Data in this exercise:
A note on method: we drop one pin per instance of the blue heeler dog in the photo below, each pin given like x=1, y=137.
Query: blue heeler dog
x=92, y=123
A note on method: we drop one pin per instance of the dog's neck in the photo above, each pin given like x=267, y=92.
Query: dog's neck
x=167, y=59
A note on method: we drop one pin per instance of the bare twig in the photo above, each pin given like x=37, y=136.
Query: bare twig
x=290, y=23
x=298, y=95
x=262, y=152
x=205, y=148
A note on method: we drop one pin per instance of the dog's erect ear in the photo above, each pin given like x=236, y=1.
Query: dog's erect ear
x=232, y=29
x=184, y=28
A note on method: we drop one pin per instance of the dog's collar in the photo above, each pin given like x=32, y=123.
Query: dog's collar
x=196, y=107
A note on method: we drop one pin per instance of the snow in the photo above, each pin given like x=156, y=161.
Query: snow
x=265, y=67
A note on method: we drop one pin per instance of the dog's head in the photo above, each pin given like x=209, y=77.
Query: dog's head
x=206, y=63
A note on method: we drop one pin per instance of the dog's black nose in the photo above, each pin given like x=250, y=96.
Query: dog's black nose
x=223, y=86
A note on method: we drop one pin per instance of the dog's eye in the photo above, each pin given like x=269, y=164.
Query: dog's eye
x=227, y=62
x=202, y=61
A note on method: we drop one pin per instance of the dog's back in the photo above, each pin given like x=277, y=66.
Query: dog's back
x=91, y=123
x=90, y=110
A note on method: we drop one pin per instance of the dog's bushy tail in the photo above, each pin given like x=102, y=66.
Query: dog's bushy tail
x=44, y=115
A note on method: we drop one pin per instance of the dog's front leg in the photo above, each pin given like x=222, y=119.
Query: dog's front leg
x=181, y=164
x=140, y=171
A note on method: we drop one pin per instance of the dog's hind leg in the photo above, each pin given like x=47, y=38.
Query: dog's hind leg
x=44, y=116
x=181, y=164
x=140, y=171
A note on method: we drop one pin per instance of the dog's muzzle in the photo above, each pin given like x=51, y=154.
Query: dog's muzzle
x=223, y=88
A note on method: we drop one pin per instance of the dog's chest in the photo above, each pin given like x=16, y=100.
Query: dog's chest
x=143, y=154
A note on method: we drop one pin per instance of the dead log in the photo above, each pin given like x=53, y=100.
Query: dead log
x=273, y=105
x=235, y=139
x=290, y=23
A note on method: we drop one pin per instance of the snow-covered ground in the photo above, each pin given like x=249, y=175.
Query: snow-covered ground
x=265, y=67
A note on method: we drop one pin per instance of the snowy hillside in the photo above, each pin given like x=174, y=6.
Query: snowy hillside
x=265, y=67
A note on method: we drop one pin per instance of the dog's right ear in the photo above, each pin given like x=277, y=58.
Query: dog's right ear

Your objective:
Can you return all of the rows above, reproducing each line character for character?

Finished answer:
A note on method: we drop one pin per instance of the blue heeler dog in the photo below, each pin given like x=1, y=137.
Query: blue heeler dog
x=92, y=123
A note on method: we drop one pin per instance of the dog's neck in the photo above, each pin given like x=267, y=92.
Query: dog's neck
x=167, y=59
A note on method: we drop one pin per instance of the bare twig in the photo above, each pin given like x=37, y=136.
Query: bare twig
x=290, y=23
x=298, y=95
x=262, y=152
x=205, y=148
A note on method: we drop one pin per instance of the dog's erect ear in the photo above, each pin given like x=236, y=1.
Query: dog's erect ear
x=232, y=29
x=184, y=28
A note on method: we drop one pin per instance of the dog's collar in the photo above, each pin given like x=32, y=123.
Query: dog's collar
x=196, y=107
A note on method: we drop one pin per instance of the snow in the photo above, each pin given like x=156, y=161.
Query: snow
x=265, y=67
A note on method: we drop one pin per instance of the dog's head in the photo above, each pin given like x=209, y=77.
Query: dog's head
x=206, y=63
A note on method: we drop one pin per instance of the dog's black nose in the photo above, each pin given like x=250, y=96.
Query: dog's black nose
x=223, y=86
A note on method: we drop one pin per instance of the dog's eye in the photo above, each pin given like x=269, y=164.
Query: dog's eye
x=227, y=62
x=202, y=61
A note on method: we drop one pin per instance of the dog's back in the photo above, each pin given like x=277, y=66.
Query: dog's back
x=91, y=123
x=90, y=110
A note on method: we drop one pin per instance of the dog's bushy tail in the photo above, each pin given like x=102, y=66.
Query: dog's bushy tail
x=44, y=115
A note on method: we drop one pin per instance of the dog's front leg in the photo above, each pin given like x=222, y=119.
Query: dog's front leg
x=181, y=164
x=140, y=171
A note on method: we drop one pin per instance of the dog's hind leg in the photo above, each pin given like x=47, y=38.
Query: dog's hind leg
x=44, y=116
x=181, y=164
x=140, y=171
A note on method: we drop one pin per instance of the dog's muzzle in the photo above, each pin given like x=51, y=154.
Query: dog's muzzle
x=223, y=88
A note on method: we drop one pin per instance of the dog's chest in the photo above, each pin given like x=16, y=100.
Query: dog's chest
x=143, y=154
A note on method: we drop one pin per instance of the dead log in the photo above, each pin given like x=53, y=100.
Query: dead log
x=273, y=105
x=235, y=139
x=290, y=23
A note on method: we drop one pin per instance of the snow-covered ground in the photo above, each pin given like x=249, y=175.
Query: snow-covered ground
x=265, y=67
A note on method: we drop one pin per instance of the snowy hillside in the photo above, each pin given like x=174, y=6.
Query: snowy hillside
x=265, y=67
A note on method: we drop one pin per instance of the dog's right ear in the photo above, each pin given like x=277, y=58.
Query: dog's right ear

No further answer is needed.